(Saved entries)

◇ ◇ ◇ ◇

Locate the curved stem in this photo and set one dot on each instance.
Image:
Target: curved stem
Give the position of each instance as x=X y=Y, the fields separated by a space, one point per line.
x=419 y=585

◇ ◇ ◇ ◇

- [PROBLEM DETAILS] Please report every line among the entries that includes "stem".

- [REPLY]
Locate the curved stem in this photo and set one dot on each instance.
Target: curved stem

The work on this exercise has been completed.